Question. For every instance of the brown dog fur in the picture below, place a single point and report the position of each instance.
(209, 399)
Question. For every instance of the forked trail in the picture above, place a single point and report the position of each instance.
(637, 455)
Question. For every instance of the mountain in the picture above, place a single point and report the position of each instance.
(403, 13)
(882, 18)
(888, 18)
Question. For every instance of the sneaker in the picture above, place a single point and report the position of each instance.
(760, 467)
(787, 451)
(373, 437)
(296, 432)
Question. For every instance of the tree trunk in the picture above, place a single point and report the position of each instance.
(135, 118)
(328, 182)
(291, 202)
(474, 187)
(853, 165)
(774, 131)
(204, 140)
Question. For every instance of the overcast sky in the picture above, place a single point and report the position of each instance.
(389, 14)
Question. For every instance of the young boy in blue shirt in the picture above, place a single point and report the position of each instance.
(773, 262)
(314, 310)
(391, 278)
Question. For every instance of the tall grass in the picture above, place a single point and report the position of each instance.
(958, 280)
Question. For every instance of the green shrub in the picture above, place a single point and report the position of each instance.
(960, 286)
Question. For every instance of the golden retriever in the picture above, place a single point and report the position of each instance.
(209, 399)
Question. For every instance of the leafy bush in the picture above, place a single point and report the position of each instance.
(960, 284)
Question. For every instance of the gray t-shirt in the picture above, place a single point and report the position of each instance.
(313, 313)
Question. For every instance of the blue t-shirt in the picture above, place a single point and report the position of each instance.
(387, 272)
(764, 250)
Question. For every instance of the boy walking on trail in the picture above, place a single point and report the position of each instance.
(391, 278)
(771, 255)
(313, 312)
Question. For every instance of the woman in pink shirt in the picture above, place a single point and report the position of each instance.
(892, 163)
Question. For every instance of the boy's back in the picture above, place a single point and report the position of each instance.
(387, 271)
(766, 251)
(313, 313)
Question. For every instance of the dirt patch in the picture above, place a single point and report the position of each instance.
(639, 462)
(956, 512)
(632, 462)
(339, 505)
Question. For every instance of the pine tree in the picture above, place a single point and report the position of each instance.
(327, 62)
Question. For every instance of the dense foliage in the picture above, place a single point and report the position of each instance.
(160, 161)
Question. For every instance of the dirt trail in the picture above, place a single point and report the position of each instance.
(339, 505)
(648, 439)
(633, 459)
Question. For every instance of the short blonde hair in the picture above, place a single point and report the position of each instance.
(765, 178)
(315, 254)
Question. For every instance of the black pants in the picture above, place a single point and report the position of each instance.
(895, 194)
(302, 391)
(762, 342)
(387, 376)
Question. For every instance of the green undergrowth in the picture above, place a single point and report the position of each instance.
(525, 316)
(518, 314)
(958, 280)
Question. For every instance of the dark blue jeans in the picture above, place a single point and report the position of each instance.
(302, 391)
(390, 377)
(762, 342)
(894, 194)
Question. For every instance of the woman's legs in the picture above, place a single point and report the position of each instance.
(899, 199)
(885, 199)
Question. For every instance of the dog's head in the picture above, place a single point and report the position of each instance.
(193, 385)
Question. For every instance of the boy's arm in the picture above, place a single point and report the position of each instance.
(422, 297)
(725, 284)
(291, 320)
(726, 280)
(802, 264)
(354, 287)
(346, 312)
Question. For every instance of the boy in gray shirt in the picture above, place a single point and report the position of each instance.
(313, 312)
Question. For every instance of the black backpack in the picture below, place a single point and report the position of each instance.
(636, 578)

> **WHAT IS REQUIRED**
Render each line of the data above as a Markdown table with two columns, Row and Data line, numbering the rows in order and omitting any blank lines.

> **CORRECT RESULT**
| Row | Data line |
|---|---|
| 1 | Question. For every instance of the brown dog fur in the picture below, place a single point and report the position of each instance. |
| 2 | (209, 399) |
| 3 | Question. For every instance of the forked trail in the picture above, place a single point and report the position of each instance. |
| 4 | (637, 455) |
| 5 | Question. For every instance of the mountain in the picture above, place a single point and report the position of each instance. |
| 6 | (403, 13) |
| 7 | (882, 18) |
| 8 | (888, 18) |
| 9 | Question. For every instance of the sneaker in the picture above, place a single point and report the position of each instance. |
| 10 | (760, 467) |
| 11 | (787, 451) |
| 12 | (373, 437) |
| 13 | (296, 432) |
| 14 | Question. For every instance of the tree trunk in the picture above, place a single point and report the position of each instance. |
| 15 | (135, 118) |
| 16 | (328, 182) |
| 17 | (291, 202) |
| 18 | (474, 187) |
| 19 | (853, 165) |
| 20 | (774, 131) |
| 21 | (204, 140) |
| 22 | Question. For every instance of the overcast sky in the picture above, place a single point and report the position of each instance. |
| 23 | (389, 14) |
| 24 | Question. For every instance of the young boy in blue shirt in the picture above, place a single point and report the position of each instance. |
| 25 | (773, 262) |
| 26 | (314, 310) |
| 27 | (391, 278) |
| 28 | Question. For every instance of the tall grass in the picture above, place a single point and report the position of each instance. |
| 29 | (958, 280) |
| 30 | Question. For every instance of the green shrub in the picture above, place a single point and report the position of each instance. |
| 31 | (960, 286) |
| 32 | Question. For every instance of the golden retriever in the picture above, place a single point and report the position of each instance. |
| 33 | (209, 399) |
| 34 | Question. For every instance of the leafy bush in the picture above, place a single point and report the position of each instance. |
| 35 | (960, 284) |
| 36 | Question. For every instance of the gray t-shirt in the picture above, place a single point and report the position of each instance. |
| 37 | (313, 313) |
| 38 | Question. For every instance of the blue t-shirt in the picture above, place a single point and report the position of each instance. |
| 39 | (387, 272) |
| 40 | (764, 250) |
| 41 | Question. For every instance of the boy walking on trail in the picture above, place a single point and report the position of each instance. |
| 42 | (391, 278) |
| 43 | (771, 255) |
| 44 | (313, 312) |
| 45 | Question. For every instance of the woman in pink shirt in the picture above, place a single point and report the position of each instance. |
| 46 | (892, 163) |
| 47 | Question. For every instance of the boy's back in the picture above, place a single point and report the position of each instance. |
| 48 | (387, 271) |
| 49 | (766, 251) |
| 50 | (313, 313) |
| 51 | Question. For every instance of the dirt patch in the picture above, place a single point and report the position of each instance. |
| 52 | (639, 462) |
| 53 | (956, 512) |
| 54 | (632, 462) |
| 55 | (339, 505) |
| 56 | Question. For every instance of the pine tree in the picture above, place a single point and report the position of each instance. |
| 57 | (327, 62) |
| 58 | Question. For every instance of the dense foliage in the picture above, place a single point and report the position of each instance. |
| 59 | (160, 161) |
| 60 | Question. For every instance of the dirt trail in the picture above, place a single point and report the position of each instance. |
| 61 | (339, 505) |
| 62 | (648, 439) |
| 63 | (633, 459) |
| 64 | Question. For every instance of the short blonde hair in the picture above, place a single point and report the position of each instance. |
| 65 | (765, 178) |
| 66 | (315, 254) |
| 67 | Question. For every instance of the black pants in the picture above, place a single point and report the position of each instance. |
| 68 | (895, 194) |
| 69 | (302, 391) |
| 70 | (762, 342) |
| 71 | (387, 376) |
| 72 | Question. For every instance of the green undergrowth in the picture above, place a single point and report the position of each instance. |
| 73 | (525, 316) |
| 74 | (518, 314) |
| 75 | (958, 280) |
| 76 | Question. For every instance of the dark blue jeans in the picture above, place a single point and report the position of each instance. |
| 77 | (302, 391) |
| 78 | (390, 377) |
| 79 | (762, 342) |
| 80 | (894, 194) |
| 81 | Question. For every instance of the woman's legs in the picture above, place a single point and report the position of each instance. |
| 82 | (899, 199) |
| 83 | (885, 199) |
| 84 | Question. For every instance of the dog's head in the picture above, place a single point and report the position of each instance. |
| 85 | (193, 385) |
| 86 | Question. For every instance of the boy's arm in the picture above, place a single point and report the position of each instance. |
| 87 | (422, 297) |
| 88 | (725, 284) |
| 89 | (291, 320) |
| 90 | (726, 280) |
| 91 | (802, 264) |
| 92 | (354, 287) |
| 93 | (346, 312) |
| 94 | Question. For every instance of the boy in gray shirt in the picture above, place a single point and report the position of each instance. |
| 95 | (313, 312) |
| 96 | Question. For every instance of the black backpack in the picture below, place a single point and report the position of each instance. |
| 97 | (636, 578) |